Given text ->
From a Schema to an Attestation

This tutorial aims to create a Schema, a Portal and issue an Attestation via the Verax SDK in a frontend application.

Introduction

For this tutorial, we will aim to issue an attestation that the user has completed … the tutorial. To that end, we'll go with a basic Vite/React setup.

The 6 steps of the tutorial are as follows:

  1. Connect a wallet

  2. Instantiate the Verax SDK

  3. Create a Schema

  4. Create a Portal

  5. Issue an Attestation

  6. Display the Attestation

The code for this web application can be found on GitHub.

The live version of this web application can be found here.

1. Connect a wallet

As this is not the focus of the tutorial, we will not go into details on how to connect a wallet. In any case, we recommend using the widely used Web3Modal connector.

2. Instantiate the Verax SDK

Instead of writing all our code by hand, we'll rely on the Verax SDK to do the heavy lifting for us. Let's start with installing this dependency:

npm i @verax-attestation-registry/verax-sdk

Now, let's import the Verax SDK and instantiate it:

import {VeraxSdk} from "@verax-attestation-registry/verax-sdk";

const sdkConf = chain.id === 59144 ? VeraxSdk.DEFAULT_LINEA_MAINNET_FRONTEND : VeraxSdk.DEFAULT_LINEA_TESTNET_FRONTEND;
const veraxSdk = new VeraxSdk(sdkConf, address);

Let's break down the different parts of this code:

  1. We import the VeraxSdk class from the Verax SDK package

  2. We define the configuration for the Verax SDK. In this case, we use the default configuration for the Linea testnet, or the Linea mainnet depending on the chain ID.

  3. We instantiate the VeraxSdk class with the configuration, and the address of the wallet we connected to.

We can now use the veraxSdk object to interact with the Verax SDK (and behind the scenes, the Verax smart contracts and the subgraph GraphQL API).

3. Create a Schema

First, we need to define the Schema representing the content our dApp will attest. A Schema is a Solidity-typed string defining a structure. We strongly encourage the developers to follow the format (type fieldName) where type is a Solidity type and fieldName is a name for the field.

Request 1 -> In one to three sentences, explain why the Verax tutorial skips the details of connecting a wallet.
The Verax tutorial and the listing after it come from separate sources.

(Object detection data)
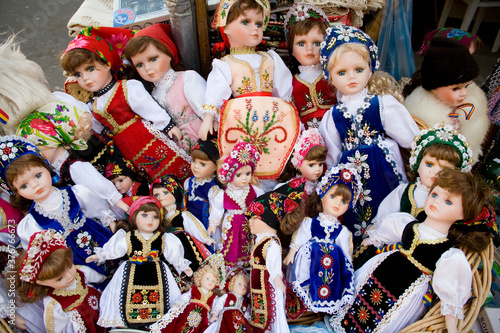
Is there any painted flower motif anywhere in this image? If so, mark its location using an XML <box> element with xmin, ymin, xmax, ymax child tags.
<box><xmin>88</xmin><ymin>295</ymin><xmax>99</xmax><ymax>310</ymax></box>
<box><xmin>76</xmin><ymin>231</ymin><xmax>92</xmax><ymax>249</ymax></box>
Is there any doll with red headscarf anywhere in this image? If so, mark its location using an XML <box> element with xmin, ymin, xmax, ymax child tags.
<box><xmin>61</xmin><ymin>27</ymin><xmax>191</xmax><ymax>180</ymax></box>
<box><xmin>124</xmin><ymin>23</ymin><xmax>206</xmax><ymax>153</ymax></box>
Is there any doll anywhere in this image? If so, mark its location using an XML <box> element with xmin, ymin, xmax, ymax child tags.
<box><xmin>125</xmin><ymin>23</ymin><xmax>206</xmax><ymax>153</ymax></box>
<box><xmin>184</xmin><ymin>135</ymin><xmax>220</xmax><ymax>229</ymax></box>
<box><xmin>404</xmin><ymin>37</ymin><xmax>490</xmax><ymax>163</ymax></box>
<box><xmin>373</xmin><ymin>125</ymin><xmax>473</xmax><ymax>226</ymax></box>
<box><xmin>319</xmin><ymin>26</ymin><xmax>418</xmax><ymax>246</ymax></box>
<box><xmin>284</xmin><ymin>2</ymin><xmax>337</xmax><ymax>129</ymax></box>
<box><xmin>208</xmin><ymin>142</ymin><xmax>264</xmax><ymax>267</ymax></box>
<box><xmin>104</xmin><ymin>154</ymin><xmax>149</xmax><ymax>197</ymax></box>
<box><xmin>246</xmin><ymin>178</ymin><xmax>305</xmax><ymax>333</ymax></box>
<box><xmin>150</xmin><ymin>176</ymin><xmax>211</xmax><ymax>272</ymax></box>
<box><xmin>205</xmin><ymin>267</ymin><xmax>253</xmax><ymax>333</ymax></box>
<box><xmin>87</xmin><ymin>197</ymin><xmax>193</xmax><ymax>329</ymax></box>
<box><xmin>330</xmin><ymin>169</ymin><xmax>498</xmax><ymax>332</ymax></box>
<box><xmin>16</xmin><ymin>230</ymin><xmax>104</xmax><ymax>333</ymax></box>
<box><xmin>282</xmin><ymin>164</ymin><xmax>362</xmax><ymax>314</ymax></box>
<box><xmin>204</xmin><ymin>0</ymin><xmax>300</xmax><ymax>184</ymax></box>
<box><xmin>150</xmin><ymin>253</ymin><xmax>226</xmax><ymax>333</ymax></box>
<box><xmin>61</xmin><ymin>27</ymin><xmax>190</xmax><ymax>180</ymax></box>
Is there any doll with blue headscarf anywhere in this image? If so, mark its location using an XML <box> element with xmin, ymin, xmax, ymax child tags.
<box><xmin>284</xmin><ymin>164</ymin><xmax>362</xmax><ymax>314</ymax></box>
<box><xmin>319</xmin><ymin>26</ymin><xmax>418</xmax><ymax>245</ymax></box>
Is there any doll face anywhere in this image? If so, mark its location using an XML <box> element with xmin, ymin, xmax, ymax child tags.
<box><xmin>75</xmin><ymin>61</ymin><xmax>113</xmax><ymax>92</ymax></box>
<box><xmin>130</xmin><ymin>43</ymin><xmax>172</xmax><ymax>82</ymax></box>
<box><xmin>231</xmin><ymin>165</ymin><xmax>253</xmax><ymax>187</ymax></box>
<box><xmin>111</xmin><ymin>175</ymin><xmax>134</xmax><ymax>194</ymax></box>
<box><xmin>153</xmin><ymin>187</ymin><xmax>175</xmax><ymax>208</ymax></box>
<box><xmin>321</xmin><ymin>185</ymin><xmax>349</xmax><ymax>217</ymax></box>
<box><xmin>135</xmin><ymin>210</ymin><xmax>160</xmax><ymax>234</ymax></box>
<box><xmin>13</xmin><ymin>166</ymin><xmax>54</xmax><ymax>202</ymax></box>
<box><xmin>191</xmin><ymin>159</ymin><xmax>217</xmax><ymax>179</ymax></box>
<box><xmin>36</xmin><ymin>265</ymin><xmax>76</xmax><ymax>289</ymax></box>
<box><xmin>330</xmin><ymin>51</ymin><xmax>372</xmax><ymax>95</ymax></box>
<box><xmin>417</xmin><ymin>154</ymin><xmax>455</xmax><ymax>188</ymax></box>
<box><xmin>224</xmin><ymin>9</ymin><xmax>264</xmax><ymax>47</ymax></box>
<box><xmin>424</xmin><ymin>186</ymin><xmax>464</xmax><ymax>226</ymax></box>
<box><xmin>230</xmin><ymin>275</ymin><xmax>248</xmax><ymax>296</ymax></box>
<box><xmin>201</xmin><ymin>272</ymin><xmax>217</xmax><ymax>290</ymax></box>
<box><xmin>292</xmin><ymin>27</ymin><xmax>324</xmax><ymax>66</ymax></box>
<box><xmin>432</xmin><ymin>81</ymin><xmax>472</xmax><ymax>107</ymax></box>
<box><xmin>297</xmin><ymin>160</ymin><xmax>325</xmax><ymax>182</ymax></box>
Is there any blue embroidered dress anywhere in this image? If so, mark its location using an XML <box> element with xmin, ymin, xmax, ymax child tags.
<box><xmin>319</xmin><ymin>89</ymin><xmax>418</xmax><ymax>246</ymax></box>
<box><xmin>290</xmin><ymin>213</ymin><xmax>354</xmax><ymax>314</ymax></box>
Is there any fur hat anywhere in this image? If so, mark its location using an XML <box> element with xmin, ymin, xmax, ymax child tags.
<box><xmin>421</xmin><ymin>37</ymin><xmax>479</xmax><ymax>90</ymax></box>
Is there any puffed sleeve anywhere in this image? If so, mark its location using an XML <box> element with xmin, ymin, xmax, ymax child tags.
<box><xmin>208</xmin><ymin>191</ymin><xmax>224</xmax><ymax>226</ymax></box>
<box><xmin>127</xmin><ymin>80</ymin><xmax>171</xmax><ymax>131</ymax></box>
<box><xmin>184</xmin><ymin>71</ymin><xmax>207</xmax><ymax>119</ymax></box>
<box><xmin>163</xmin><ymin>233</ymin><xmax>191</xmax><ymax>274</ymax></box>
<box><xmin>71</xmin><ymin>185</ymin><xmax>116</xmax><ymax>227</ymax></box>
<box><xmin>94</xmin><ymin>229</ymin><xmax>128</xmax><ymax>264</ymax></box>
<box><xmin>367</xmin><ymin>213</ymin><xmax>415</xmax><ymax>246</ymax></box>
<box><xmin>432</xmin><ymin>248</ymin><xmax>472</xmax><ymax>319</ymax></box>
<box><xmin>203</xmin><ymin>59</ymin><xmax>232</xmax><ymax>116</ymax></box>
<box><xmin>267</xmin><ymin>50</ymin><xmax>293</xmax><ymax>101</ymax></box>
<box><xmin>318</xmin><ymin>109</ymin><xmax>343</xmax><ymax>168</ymax></box>
<box><xmin>69</xmin><ymin>161</ymin><xmax>122</xmax><ymax>205</ymax></box>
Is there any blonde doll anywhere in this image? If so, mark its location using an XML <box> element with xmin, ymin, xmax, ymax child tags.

Request 2 -> How many lines of the listing contain the string "sleeve"? Reply with the number only.

Correct answer 1 -> Connecting a wallet isn't the focus of the tutorial, so it doesn't go into detail on that step. It only recommends the widely used Web3Modal connector.

Correct answer 2 -> 1